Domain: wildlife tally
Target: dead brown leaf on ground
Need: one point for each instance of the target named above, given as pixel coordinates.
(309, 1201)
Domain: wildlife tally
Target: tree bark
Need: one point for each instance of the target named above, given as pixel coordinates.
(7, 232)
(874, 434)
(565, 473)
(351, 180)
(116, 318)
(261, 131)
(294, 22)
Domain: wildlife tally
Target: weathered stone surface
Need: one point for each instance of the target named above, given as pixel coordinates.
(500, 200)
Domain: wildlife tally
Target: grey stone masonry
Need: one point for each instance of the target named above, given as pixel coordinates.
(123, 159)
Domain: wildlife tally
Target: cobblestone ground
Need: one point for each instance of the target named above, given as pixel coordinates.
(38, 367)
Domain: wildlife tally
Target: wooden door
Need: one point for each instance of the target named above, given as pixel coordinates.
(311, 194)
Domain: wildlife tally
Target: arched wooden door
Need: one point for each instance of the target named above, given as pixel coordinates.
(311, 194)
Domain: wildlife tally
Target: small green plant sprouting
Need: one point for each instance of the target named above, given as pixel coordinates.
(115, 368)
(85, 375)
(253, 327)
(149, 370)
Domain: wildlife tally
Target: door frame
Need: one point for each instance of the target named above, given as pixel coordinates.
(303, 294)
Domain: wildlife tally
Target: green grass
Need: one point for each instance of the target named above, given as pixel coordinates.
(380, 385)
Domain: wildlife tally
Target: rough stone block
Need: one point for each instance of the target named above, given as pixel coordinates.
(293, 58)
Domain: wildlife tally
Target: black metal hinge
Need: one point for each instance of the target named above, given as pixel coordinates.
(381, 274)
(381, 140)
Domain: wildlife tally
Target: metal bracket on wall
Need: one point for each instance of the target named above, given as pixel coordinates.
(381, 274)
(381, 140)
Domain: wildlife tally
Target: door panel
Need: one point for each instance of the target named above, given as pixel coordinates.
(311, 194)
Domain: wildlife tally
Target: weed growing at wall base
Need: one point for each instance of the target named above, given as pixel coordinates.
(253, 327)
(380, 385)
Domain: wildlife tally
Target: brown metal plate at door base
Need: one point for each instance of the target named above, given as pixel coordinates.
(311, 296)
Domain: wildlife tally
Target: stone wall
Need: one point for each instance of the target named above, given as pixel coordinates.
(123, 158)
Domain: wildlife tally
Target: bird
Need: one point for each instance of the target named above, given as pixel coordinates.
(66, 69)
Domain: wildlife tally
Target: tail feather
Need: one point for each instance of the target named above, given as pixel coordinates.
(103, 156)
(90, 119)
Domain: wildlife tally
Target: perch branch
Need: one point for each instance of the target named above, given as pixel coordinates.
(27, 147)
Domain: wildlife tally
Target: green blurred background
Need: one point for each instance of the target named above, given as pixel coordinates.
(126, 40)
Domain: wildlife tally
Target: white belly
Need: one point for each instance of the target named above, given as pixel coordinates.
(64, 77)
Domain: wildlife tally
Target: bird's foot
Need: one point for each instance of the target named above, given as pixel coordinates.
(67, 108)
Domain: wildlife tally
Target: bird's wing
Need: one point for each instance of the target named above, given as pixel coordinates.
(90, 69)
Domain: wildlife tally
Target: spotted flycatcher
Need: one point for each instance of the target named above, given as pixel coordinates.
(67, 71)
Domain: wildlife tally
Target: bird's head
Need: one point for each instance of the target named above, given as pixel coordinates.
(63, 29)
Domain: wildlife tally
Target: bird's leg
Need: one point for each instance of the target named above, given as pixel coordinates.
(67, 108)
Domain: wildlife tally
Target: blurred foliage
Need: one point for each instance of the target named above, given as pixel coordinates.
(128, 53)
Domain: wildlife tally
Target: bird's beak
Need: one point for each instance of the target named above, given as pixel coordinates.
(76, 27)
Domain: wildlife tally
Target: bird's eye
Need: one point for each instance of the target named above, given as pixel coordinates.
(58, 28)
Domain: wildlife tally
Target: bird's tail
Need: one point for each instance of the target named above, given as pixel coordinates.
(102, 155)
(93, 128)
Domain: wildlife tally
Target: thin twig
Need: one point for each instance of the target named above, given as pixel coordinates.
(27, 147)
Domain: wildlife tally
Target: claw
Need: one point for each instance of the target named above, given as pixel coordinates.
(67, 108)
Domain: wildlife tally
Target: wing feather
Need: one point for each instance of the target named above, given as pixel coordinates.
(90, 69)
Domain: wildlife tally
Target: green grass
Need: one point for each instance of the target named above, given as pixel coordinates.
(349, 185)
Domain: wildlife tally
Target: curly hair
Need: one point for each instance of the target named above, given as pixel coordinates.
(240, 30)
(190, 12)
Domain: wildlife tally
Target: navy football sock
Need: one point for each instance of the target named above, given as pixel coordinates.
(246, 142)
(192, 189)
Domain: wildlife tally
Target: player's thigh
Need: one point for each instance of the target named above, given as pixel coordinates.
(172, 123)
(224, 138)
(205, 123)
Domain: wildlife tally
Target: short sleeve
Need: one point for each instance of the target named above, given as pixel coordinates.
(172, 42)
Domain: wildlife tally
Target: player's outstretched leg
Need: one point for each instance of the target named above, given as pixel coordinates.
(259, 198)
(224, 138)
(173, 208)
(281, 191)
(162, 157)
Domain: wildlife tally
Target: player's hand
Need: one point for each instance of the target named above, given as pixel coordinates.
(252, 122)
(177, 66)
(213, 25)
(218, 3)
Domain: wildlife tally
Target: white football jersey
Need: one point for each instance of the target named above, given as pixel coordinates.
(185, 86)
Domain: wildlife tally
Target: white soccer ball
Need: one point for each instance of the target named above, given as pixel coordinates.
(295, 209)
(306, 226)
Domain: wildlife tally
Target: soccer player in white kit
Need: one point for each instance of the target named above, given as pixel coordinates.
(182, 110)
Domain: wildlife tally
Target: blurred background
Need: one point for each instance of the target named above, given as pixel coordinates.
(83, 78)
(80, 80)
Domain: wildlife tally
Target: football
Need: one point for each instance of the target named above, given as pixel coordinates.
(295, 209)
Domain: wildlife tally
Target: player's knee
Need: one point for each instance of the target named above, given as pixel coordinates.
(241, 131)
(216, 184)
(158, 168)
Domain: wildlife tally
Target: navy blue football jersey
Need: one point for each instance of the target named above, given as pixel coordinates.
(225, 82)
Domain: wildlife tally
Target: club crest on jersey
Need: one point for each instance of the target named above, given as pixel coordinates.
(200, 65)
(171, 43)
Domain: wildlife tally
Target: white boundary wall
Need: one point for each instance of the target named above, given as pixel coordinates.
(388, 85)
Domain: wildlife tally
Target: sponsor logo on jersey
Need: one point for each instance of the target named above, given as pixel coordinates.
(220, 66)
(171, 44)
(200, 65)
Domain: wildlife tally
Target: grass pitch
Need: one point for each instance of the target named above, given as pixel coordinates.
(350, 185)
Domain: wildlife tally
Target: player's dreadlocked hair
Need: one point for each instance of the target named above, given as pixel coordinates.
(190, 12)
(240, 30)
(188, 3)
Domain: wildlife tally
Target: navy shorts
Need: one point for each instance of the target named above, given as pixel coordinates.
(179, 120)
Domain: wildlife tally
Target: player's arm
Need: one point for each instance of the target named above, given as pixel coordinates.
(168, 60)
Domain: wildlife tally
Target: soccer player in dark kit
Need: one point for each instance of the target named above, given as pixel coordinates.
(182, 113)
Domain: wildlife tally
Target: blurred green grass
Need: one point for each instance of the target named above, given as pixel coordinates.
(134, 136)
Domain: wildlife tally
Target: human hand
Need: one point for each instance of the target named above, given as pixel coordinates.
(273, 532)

--*--

* **Written problem**
Edit all the records above so that each "wildlife tally" becomes "scene survey", and keep every other line the same.

* **Result of this exercise**
Domain: scene survey
Target: dead brown leaf on ground
Need: one point for each instance of the target named above, given as pixel coordinates.
(309, 1201)
Domain: scene survey
Target: tree bark
Need: one point for each instance of the target named above, given as pixel coordinates.
(7, 232)
(874, 434)
(565, 473)
(351, 180)
(116, 318)
(261, 131)
(294, 22)
Domain: scene survey
Target: weathered stone surface
Need: one point for each instance of the target named above, given as pixel coordinates.
(500, 200)
Domain: scene survey
Target: grey stone masonry
Need: one point for each instance of the target named above, given as pixel coordinates.
(123, 159)
Domain: scene survey
Target: cobblestone ground
Need: one point for each instance of the target named above, given as pixel coordinates.
(38, 367)
Domain: scene survey
Target: wooden door
Need: one point for each instance of the target named above, given as pixel coordinates.
(311, 194)
Domain: scene survey
Target: arched wooden door
Need: one point for each instance of the target named above, given as pixel coordinates.
(311, 194)
Domain: scene survey
Target: small green plant sprouting
Need: one point for each instance of the target named above, given as pixel coordinates.
(115, 368)
(85, 375)
(253, 327)
(149, 370)
Domain: scene survey
Target: door frame
Need: one point for each instance of the target named above, given as pixel coordinates.
(303, 294)
Domain: scene survey
Target: green grass
Need: one point for each instance of the target named above, given as pixel coordinates.
(380, 385)
Domain: scene survey
Target: rough stone block
Need: one point for each instance of the target named above, given as pixel coordinates.
(293, 58)
Domain: scene survey
Target: black metal hinge
Need: one point for each instance of the target named above, given as pixel coordinates.
(381, 274)
(381, 140)
Domain: scene survey
Target: metal bracket on wall
Need: one point for each instance of the target named above, given as pixel coordinates.
(381, 274)
(381, 140)
Domain: scene survey
Target: door panel
Need: one point for each instance of the target named above, given as pixel coordinates.
(311, 194)
Domain: scene survey
Target: weed growing at wall base
Need: one point for each instance of the target named above, given as pixel coordinates.
(253, 327)
(380, 385)
Domain: scene survey
Target: brown metal plate at door base
Need: one point for each instance of the target named above, given as pixel coordinates.
(311, 296)
Domain: scene survey
Target: stone wall
Need: one point for each instance of the target named above, given as pixel coordinates.
(123, 158)
Domain: scene survey
Target: bird
Need: one point for each instance of the target named above, given as pixel coordinates.
(66, 69)
Domain: scene survey
Target: tail feather
Need: one point for each instance of the target named above, given as pixel coordinates.
(103, 156)
(90, 119)
Domain: scene survey
Target: perch branch
Need: one point for each instance of the target named above, given as pixel coordinates.
(27, 147)
Domain: scene survey
Target: green blurred background
Need: one point for each instance of the target named above, given as pixel coordinates.
(126, 40)
Domain: scene survey
Target: white belly
Need: one point for each instance of the target named above, given as pixel coordinates.
(64, 77)
Domain: scene survey
Target: bird's foot
Need: one point for each instance of the target named above, given as pixel coordinates.
(67, 108)
Domain: scene survey
Target: bird's wing
Need: one point for each instance of the target named above, given as pixel coordinates.
(90, 69)
Domain: scene survey
Target: spotted flycatcher
Need: one point for each instance of the target named above, given as pixel coordinates.
(67, 71)
Domain: scene survey
Target: bird's head
Need: one point for each instance of the target named above, given as pixel coordinates.
(63, 29)
Domain: scene survey
Target: bird's leg
Need: one point for each instance of the target named above, given as pixel coordinates.
(67, 108)
Domain: scene survey
Target: blurred foliage
Need: one point for each instance of the target named above, given as pixel coordinates.
(128, 53)
Domain: scene survey
Target: bird's beak
Need: one point for each instance of the target named above, given as pixel coordinates.
(76, 27)
Domain: scene survey
Target: bird's eye
Need: one point for each instance of the target named above, given as pixel coordinates.
(58, 28)
Domain: scene survey
Target: bird's tail
Need: one point for each instance of the target named above, given as pixel coordinates.
(102, 155)
(93, 128)
Domain: scene survey
Target: thin twig
Need: one point for each instance of the target named above, given as pixel coordinates.
(27, 147)
Domain: scene survey
Target: claw
Need: one point for each instance of the target named above, given as pixel coordinates.
(67, 108)
Domain: scene survey
Target: wing feather
Need: one point for each instance of the target named above, given as pixel coordinates.
(90, 69)
Domain: scene survey
Target: green grass
Need: one point for each instance of the target named above, given as pixel coordinates.
(349, 185)
Domain: scene survey
Target: curly hair
Need: one point for each instance of the target named above, given as pixel coordinates.
(240, 30)
(190, 12)
Domain: scene survey
Target: navy football sock
Need: one point for each instance of the target named above, given as pixel coordinates.
(246, 142)
(192, 189)
Domain: scene survey
Target: player's thigh
Need: one point for each instance of the target named above, given as pixel coordinates.
(172, 123)
(224, 138)
(205, 123)
Domain: scene survey
Target: short sleeve
Need: one point for each instance of the target named above, given as pixel coordinates.
(172, 42)
Domain: scene survey
Target: player's outstretched leg
Need: one point for each instance of the target named above, given as pixel coordinates.
(259, 198)
(224, 138)
(173, 208)
(281, 191)
(162, 157)
Domain: scene survey
Target: player's hand
Need: one point for each instance of the target named above, given as pixel coordinates.
(252, 122)
(177, 66)
(213, 25)
(218, 3)
Domain: scene survey
Target: white football jersey
Need: one point for each instance of the target named above, given as pixel coordinates.
(185, 86)
Domain: scene survey
Target: white soccer ball
Need: one point for each instance of the target named above, given as pixel coordinates.
(295, 209)
(306, 226)
Domain: scene survey
Target: soccer player in white kit
Need: one point for each instance of the target named above, given as pixel coordinates.
(182, 110)
Domain: scene survey
Target: blurred background
Need: one point for each instance of the target named above, given as pixel coordinates.
(83, 78)
(80, 80)
Domain: scene survey
Target: football
Need: one point for each instance of the target named above, given as pixel coordinates.
(295, 209)
Domain: scene survey
Target: player's knee
Need: one point for each instance of the target named above, given as pixel coordinates.
(241, 131)
(216, 184)
(158, 168)
Domain: scene survey
Target: navy blue football jersey
Need: one point for each instance of the target named above, given as pixel coordinates.
(225, 82)
Domain: scene survey
Target: club crest on jersey
Need: one point for each instance of the target named above, given as pixel coordinates.
(200, 65)
(171, 43)
Domain: scene survey
Target: white boundary wall
Need: one point for each instance of the target named above, given as pixel coordinates.
(388, 85)
Domain: scene survey
Target: sponsor logo on jersey
Need: one point for each instance of the target named above, given as pixel coordinates.
(220, 66)
(171, 44)
(200, 65)
Domain: scene survey
Target: grass pitch
Need: one point for each instance of the target named above, given as pixel coordinates.
(350, 185)
Domain: scene survey
Target: player's dreadlocked hair
Need: one point for each instance of the target named above, given as pixel coordinates.
(190, 12)
(240, 30)
(188, 3)
Domain: scene survey
Target: navy shorts
Need: one point for each instance of the target named above, given as pixel coordinates.
(179, 120)
Domain: scene survey
Target: player's arm
Need: one point for each instance of the target named above, given as pixel coordinates.
(168, 60)
Domain: scene survey
Target: soccer player in dark kit
Need: one point for each instance of the target named above, given as pixel coordinates.
(182, 113)
Domain: scene survey
Target: blurred green grass
Need: one point for each instance of the target named above, given as pixel coordinates.
(134, 136)
Domain: scene survey
Target: human hand
Need: one point for each instance of the target named above, given as pixel coordinates.
(273, 532)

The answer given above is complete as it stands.